▸ THE PROBLEM:
Each line from the first down to the one containing "clownfish in the photo above." should be returned exactly as it appears below.

▸ SOURCE DATA:

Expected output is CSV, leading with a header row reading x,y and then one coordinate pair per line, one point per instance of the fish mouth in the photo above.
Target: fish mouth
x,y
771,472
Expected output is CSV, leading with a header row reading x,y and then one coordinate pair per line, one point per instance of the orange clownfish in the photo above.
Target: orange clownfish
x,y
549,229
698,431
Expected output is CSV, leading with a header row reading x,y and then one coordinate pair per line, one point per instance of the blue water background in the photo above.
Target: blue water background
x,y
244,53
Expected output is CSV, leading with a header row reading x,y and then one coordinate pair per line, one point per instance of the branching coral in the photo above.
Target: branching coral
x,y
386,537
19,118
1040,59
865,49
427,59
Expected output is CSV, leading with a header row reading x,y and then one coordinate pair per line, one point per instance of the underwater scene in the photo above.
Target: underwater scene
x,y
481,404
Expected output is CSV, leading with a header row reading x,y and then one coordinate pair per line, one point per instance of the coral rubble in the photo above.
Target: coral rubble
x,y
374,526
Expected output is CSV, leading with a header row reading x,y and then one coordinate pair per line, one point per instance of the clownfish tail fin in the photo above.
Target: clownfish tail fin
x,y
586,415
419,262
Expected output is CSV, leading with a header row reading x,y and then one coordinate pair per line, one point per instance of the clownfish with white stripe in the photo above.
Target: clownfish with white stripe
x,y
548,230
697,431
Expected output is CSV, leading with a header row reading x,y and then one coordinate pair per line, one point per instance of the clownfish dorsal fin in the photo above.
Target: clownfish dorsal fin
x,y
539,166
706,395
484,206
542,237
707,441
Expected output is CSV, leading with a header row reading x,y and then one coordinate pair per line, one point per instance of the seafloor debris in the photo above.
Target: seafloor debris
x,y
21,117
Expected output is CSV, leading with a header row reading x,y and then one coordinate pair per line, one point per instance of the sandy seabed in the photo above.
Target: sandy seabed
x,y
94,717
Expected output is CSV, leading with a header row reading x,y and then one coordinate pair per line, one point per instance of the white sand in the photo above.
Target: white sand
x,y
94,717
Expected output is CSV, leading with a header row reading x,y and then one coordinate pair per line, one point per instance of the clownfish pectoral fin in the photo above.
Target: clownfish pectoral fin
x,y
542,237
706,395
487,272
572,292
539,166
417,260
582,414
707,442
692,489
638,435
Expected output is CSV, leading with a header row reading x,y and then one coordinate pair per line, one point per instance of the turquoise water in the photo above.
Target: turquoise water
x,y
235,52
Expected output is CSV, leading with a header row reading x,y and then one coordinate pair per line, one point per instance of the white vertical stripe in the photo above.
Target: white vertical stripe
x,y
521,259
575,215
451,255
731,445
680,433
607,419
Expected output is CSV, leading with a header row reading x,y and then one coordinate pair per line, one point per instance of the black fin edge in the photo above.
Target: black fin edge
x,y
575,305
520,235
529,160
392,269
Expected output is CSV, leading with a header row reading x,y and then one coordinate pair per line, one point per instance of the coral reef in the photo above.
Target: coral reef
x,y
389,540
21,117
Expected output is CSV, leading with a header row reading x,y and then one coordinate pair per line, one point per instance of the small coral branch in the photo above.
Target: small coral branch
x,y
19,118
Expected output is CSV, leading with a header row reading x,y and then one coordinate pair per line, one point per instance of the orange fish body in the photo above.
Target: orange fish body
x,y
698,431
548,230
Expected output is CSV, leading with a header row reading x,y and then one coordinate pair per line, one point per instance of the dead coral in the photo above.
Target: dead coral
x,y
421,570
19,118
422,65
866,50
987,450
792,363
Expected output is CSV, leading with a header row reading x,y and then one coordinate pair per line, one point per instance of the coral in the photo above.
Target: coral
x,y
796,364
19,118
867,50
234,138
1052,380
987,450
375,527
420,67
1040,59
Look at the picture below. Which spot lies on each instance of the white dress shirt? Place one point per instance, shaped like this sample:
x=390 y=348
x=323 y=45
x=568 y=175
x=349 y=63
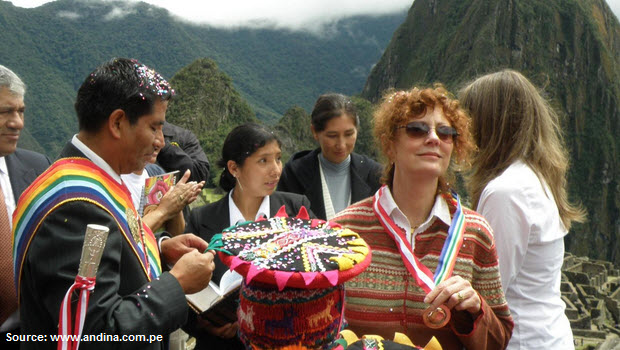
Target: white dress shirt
x=236 y=216
x=529 y=235
x=440 y=211
x=13 y=321
x=94 y=157
x=135 y=184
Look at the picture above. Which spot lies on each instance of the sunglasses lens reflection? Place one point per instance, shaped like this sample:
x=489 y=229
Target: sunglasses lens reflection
x=421 y=130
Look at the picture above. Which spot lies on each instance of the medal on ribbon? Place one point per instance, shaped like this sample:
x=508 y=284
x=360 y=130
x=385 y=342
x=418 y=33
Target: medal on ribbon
x=432 y=317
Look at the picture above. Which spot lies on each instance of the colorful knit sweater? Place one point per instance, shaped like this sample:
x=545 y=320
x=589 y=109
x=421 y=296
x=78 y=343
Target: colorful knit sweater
x=386 y=299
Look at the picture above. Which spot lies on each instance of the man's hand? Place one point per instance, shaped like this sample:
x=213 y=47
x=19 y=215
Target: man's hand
x=174 y=248
x=194 y=271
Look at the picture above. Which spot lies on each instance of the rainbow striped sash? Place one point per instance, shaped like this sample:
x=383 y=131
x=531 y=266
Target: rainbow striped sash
x=423 y=276
x=79 y=179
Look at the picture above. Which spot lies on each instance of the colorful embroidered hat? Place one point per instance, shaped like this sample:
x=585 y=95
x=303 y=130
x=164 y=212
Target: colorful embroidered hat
x=294 y=270
x=349 y=341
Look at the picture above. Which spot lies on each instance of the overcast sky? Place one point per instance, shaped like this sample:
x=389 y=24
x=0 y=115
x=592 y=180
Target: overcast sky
x=294 y=14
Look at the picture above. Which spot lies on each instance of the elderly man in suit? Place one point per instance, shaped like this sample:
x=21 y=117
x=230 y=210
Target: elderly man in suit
x=121 y=108
x=18 y=168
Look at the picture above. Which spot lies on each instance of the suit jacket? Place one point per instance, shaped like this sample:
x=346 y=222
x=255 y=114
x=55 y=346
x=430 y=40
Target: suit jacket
x=301 y=175
x=211 y=219
x=123 y=302
x=24 y=166
x=182 y=151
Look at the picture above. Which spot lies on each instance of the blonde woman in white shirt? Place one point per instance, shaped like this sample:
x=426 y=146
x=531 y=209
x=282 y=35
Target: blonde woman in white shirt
x=519 y=184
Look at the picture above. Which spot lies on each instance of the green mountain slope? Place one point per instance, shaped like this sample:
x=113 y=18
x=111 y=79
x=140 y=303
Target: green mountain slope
x=569 y=47
x=53 y=47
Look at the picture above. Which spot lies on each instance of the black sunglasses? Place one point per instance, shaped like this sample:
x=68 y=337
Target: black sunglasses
x=418 y=130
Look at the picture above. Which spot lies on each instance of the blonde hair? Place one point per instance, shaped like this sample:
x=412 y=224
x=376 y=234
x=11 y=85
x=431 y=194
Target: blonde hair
x=397 y=107
x=512 y=121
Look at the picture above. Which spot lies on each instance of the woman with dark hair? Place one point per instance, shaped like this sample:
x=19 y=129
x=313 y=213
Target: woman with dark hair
x=252 y=167
x=518 y=182
x=434 y=270
x=332 y=176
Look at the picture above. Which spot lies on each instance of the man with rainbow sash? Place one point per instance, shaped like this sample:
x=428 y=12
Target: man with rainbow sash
x=121 y=109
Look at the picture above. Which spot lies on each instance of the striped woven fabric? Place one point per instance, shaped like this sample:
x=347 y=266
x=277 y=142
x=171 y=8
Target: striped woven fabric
x=385 y=298
x=78 y=179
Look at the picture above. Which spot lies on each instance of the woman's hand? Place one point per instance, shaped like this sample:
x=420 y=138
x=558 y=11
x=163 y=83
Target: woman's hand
x=227 y=331
x=180 y=195
x=456 y=293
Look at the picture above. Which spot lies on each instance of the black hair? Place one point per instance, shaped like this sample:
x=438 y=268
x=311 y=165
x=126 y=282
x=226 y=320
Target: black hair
x=329 y=106
x=120 y=83
x=239 y=144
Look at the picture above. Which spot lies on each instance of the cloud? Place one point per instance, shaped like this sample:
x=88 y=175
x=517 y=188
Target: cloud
x=310 y=15
x=313 y=15
x=68 y=14
x=118 y=13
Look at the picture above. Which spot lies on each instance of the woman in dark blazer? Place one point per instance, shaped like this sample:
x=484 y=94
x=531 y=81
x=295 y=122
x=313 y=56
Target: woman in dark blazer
x=332 y=176
x=252 y=167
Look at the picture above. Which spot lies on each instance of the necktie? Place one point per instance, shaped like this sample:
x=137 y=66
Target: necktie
x=8 y=299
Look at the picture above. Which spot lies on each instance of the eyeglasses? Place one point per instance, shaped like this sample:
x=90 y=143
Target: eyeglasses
x=418 y=130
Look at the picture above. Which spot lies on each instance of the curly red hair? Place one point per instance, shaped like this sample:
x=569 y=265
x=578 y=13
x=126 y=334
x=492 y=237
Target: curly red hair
x=398 y=107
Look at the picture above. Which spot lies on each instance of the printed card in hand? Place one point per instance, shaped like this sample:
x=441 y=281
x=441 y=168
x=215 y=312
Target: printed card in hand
x=218 y=304
x=155 y=187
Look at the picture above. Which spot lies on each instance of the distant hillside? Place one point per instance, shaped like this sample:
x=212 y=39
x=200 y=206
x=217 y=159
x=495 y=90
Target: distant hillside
x=54 y=47
x=569 y=47
x=207 y=104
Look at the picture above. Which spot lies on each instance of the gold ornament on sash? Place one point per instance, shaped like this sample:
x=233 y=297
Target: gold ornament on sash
x=436 y=317
x=134 y=226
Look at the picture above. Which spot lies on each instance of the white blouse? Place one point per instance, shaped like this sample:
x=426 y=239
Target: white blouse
x=529 y=235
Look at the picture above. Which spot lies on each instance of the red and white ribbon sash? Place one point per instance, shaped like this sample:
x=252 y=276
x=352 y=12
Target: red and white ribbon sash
x=423 y=276
x=69 y=339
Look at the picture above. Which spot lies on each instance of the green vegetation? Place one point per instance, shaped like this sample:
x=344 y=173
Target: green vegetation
x=569 y=48
x=55 y=46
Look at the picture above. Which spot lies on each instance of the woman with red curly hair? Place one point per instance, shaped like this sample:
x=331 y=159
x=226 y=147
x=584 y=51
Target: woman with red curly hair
x=434 y=270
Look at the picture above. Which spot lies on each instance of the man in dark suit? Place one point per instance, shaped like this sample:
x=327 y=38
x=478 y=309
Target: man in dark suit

▸ ANSWER FOR THIS EXERCISE:
Expected output is CSV, leading with a header row reading x,y and then one coordinate pair per line, one point per instance of the fish mouth in the photo above.
Target: fish mouth
x,y
771,472
Expected output is CSV, leading with a header row reading x,y and then one coordinate pair per line, one point per instance of the orange clownfish in the photo above.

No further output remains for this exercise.